_Selected passage_:
But the rich world is exacerbating these effects by supporting the production of biofuels.

… Washington provides a subsidy of 51 cents a gallon to ethanol blenders and slaps a tariff of 54 cents a gallon on imports. In the European Union, most countries exempt biofuels from some gas taxes and slap an average tariff equal to more than 70 cents a gallon of imported ethanol. There are several reasons to put an end to these interventions. At best, corn ethanol delivers only a small reduction in greenhouse gases compared with gasoline. And it could make things far worse if it leads to more farming in forests and grasslands. Rising food prices provide an urgent argument to nix ethanol’s supports.

… Continued growth of the middle class in China and India, the push for renewable fuels and anticipated damage to agricultural production caused by global warming mean that food prices are likely to stay high. Millions of people, mainly in developing countries, could need aid to avoid malnutrition. Rich countries’ energy policies helped create the problem. Now those countries should help solve it.
(10 April 2008)


Starving Haitians riot as food prices soar

Leonard Doyle, The Independent
Demonstrators have tried to storm the presidential palace in the Haitian capital, Port-au-Prince, as protests over hunger and rising food prices spread across the developing world.

Demanding the resignation of President René Préval, the protesters attempted to break through the palace gates before being driven back by a contingent of Brazilian United Nations peacekeepers who used tear gas and rubber bullets.

The prices of basic foods such as rice, beans, condensed milk and fruit have risen by more than 50 per cent in Haiti, where the poor even rely on biscuits made of mud to get through the day. Even the price of this traditional Haitian remedy for hunger pangs has gone up to more than $5 (£2.50) for 100 biscuits.

There is now a grave danger of a coup being triggered in what is the poorest country in the western hemisphere. Rising costs of commodities and basic foodstuffs have brought immense hardship to the population, 80 per cent of whom survive on less than £1 a day and only a minority has paid full-time jobs.

And it’s not just in Haiti where unrest is growing.
(10 April 2008)


We’ll reap what we sow

Daniel Imhoff, Los Angeles Times
The farm bill is loaded with pork and environmentally disastrous provisions.

If you’ve ever driven through the southern end of California’s Central Valley in September, you’re familiar with the grids of lint-strewn cotton fields that blur by for nearly 2 1/2 hours. You might even have pondered the wisdom of planting such a thirsty crop as cotton on a million acres — an area larger than Yosemite National Park — in a state facing a water crisis. Then again, you might ask a similar question about the half a million acres of rice, a grain adapted to the monsoons of Asia, on the valley’s northern end.

Cheap irrigation water is part of the equation, but there is another common denominator. It’s a massive federal legislation package passed every five years known as the farm bill, which House and Senate members are scrambling to reauthorize by an April 18 deadline. Over the last decade, the farm bill has allowed the U.S. Department of Agriculture to shower tens of billions of dollars in subsidies on the nation’s cotton and rice farmers (along with corn, soybean, wheat, sugar and milk producers). These subsidies flow whether growers need them or not. They flow even as they damage the environment and our nutritional well-being. They flow, all the while enabling the biggest farms to consolidate into mega-farms.

_Exercise requirements_:
1: Using the food-policy excerpts, answer briefly:
(a) What subsidy per gallon does Washington provide to ethanol blenders?
(b) Who drove the protesters back from the gates of the presidential palace in Port-au-Prince?
(c) How often is the farm bill passed?
2: According to the food-policy excerpts, why are food prices likely to stay high? Respond in one to three sentences.

(Records from a data collection)
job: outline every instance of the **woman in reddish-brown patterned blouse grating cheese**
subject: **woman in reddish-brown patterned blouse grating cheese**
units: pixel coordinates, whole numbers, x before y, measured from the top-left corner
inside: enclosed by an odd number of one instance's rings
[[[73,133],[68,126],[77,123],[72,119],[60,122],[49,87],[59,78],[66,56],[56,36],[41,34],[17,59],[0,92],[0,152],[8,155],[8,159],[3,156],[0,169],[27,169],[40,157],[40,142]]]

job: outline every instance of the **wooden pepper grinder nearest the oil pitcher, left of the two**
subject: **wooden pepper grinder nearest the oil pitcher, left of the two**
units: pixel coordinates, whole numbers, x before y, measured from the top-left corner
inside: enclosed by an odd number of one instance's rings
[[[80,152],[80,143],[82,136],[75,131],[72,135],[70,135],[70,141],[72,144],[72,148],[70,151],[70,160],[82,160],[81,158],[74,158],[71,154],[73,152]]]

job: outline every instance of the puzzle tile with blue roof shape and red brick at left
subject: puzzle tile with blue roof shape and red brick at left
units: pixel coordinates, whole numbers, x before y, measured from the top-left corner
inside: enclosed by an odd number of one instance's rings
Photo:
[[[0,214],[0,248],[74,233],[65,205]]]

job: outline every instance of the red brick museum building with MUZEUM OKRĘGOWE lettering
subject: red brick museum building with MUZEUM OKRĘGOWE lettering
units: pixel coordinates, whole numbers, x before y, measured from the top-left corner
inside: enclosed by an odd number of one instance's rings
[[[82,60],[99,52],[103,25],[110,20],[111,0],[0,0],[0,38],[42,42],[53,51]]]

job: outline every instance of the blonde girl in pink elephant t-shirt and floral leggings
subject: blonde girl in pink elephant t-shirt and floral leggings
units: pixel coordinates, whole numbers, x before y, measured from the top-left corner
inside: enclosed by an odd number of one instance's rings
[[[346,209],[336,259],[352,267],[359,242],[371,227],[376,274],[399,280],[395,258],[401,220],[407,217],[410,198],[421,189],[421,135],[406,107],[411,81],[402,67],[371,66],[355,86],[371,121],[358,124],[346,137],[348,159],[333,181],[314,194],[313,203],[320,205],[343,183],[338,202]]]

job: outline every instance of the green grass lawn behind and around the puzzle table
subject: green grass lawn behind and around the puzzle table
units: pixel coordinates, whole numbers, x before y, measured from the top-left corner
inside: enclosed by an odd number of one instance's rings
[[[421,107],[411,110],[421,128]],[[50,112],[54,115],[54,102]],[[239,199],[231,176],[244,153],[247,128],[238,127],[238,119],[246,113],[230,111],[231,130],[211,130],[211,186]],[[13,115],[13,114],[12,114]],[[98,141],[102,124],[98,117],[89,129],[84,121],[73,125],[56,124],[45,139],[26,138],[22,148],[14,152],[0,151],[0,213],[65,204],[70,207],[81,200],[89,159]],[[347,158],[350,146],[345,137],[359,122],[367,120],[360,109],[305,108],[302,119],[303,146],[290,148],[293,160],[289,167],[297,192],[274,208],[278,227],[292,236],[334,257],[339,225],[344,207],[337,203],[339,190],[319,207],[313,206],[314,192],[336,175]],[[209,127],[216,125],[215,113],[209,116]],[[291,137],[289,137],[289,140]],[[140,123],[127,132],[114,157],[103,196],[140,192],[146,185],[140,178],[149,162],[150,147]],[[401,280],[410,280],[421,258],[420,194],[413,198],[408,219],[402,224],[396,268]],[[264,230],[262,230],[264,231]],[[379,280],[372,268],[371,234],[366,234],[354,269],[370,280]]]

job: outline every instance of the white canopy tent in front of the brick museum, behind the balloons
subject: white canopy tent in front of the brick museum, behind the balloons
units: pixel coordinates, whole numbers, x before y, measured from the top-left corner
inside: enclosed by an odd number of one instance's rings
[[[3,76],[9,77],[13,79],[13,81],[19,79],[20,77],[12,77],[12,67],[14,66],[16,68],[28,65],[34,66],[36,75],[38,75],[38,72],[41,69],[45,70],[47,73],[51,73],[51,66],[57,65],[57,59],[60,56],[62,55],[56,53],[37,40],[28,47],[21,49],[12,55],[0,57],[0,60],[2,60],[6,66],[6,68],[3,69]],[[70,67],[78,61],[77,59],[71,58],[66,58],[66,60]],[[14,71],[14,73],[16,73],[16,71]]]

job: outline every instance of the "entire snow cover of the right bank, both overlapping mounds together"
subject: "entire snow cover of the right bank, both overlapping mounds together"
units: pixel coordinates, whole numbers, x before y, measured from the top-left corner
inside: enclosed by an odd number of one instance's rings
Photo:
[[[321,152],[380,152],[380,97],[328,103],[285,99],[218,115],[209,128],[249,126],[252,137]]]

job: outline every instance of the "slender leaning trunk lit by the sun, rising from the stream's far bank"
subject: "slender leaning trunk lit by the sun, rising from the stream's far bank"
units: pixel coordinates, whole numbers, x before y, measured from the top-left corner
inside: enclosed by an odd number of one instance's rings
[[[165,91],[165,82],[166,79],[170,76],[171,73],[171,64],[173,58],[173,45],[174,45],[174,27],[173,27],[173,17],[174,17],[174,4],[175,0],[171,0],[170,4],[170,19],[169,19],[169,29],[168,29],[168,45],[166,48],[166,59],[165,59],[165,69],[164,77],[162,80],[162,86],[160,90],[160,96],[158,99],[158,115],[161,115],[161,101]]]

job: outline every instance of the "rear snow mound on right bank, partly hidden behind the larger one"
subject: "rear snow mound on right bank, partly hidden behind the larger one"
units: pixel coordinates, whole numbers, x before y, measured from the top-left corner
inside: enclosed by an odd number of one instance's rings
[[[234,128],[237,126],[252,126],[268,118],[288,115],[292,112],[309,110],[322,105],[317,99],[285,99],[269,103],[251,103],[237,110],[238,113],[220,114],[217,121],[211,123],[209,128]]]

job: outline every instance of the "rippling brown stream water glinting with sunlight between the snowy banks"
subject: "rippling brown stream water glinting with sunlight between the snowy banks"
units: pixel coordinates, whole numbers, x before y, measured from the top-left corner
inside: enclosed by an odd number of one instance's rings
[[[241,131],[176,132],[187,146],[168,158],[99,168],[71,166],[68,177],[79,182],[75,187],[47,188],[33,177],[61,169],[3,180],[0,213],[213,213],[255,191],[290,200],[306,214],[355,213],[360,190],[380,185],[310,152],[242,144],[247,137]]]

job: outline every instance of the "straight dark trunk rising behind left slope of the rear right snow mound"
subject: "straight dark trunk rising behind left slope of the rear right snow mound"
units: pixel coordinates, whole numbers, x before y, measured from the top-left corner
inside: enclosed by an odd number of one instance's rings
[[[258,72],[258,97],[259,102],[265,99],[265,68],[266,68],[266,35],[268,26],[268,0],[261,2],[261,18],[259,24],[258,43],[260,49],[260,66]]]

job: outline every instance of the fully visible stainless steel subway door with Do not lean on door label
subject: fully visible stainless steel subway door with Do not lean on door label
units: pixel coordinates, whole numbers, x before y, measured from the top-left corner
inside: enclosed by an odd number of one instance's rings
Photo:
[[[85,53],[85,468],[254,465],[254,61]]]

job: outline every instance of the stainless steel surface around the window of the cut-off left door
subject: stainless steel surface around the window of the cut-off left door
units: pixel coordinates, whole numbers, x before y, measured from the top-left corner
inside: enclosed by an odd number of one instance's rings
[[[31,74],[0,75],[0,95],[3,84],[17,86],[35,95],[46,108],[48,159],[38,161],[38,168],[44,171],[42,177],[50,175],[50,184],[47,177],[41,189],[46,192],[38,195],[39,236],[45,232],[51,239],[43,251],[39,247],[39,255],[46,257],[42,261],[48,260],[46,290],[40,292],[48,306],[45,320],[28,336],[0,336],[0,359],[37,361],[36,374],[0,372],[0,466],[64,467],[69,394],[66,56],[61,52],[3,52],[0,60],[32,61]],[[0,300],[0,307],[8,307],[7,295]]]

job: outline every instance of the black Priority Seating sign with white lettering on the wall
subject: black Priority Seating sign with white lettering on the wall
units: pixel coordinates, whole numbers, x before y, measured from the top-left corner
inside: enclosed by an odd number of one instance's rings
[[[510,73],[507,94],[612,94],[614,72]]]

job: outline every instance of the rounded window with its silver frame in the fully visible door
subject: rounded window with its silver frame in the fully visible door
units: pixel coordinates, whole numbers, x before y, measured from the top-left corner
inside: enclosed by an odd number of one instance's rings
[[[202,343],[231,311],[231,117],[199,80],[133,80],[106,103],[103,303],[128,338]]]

_Results for the exercise_:
1:
(a) 51 cents a gallon.
(b) A contingent of Brazilian United Nations peacekeepers.
(c) Every five years.

2: Food prices are likely to stay high because of the continued growth of the middle class in China and India and the push for renewable fuels. Anticipated damage to agricultural production from global warming also contributes.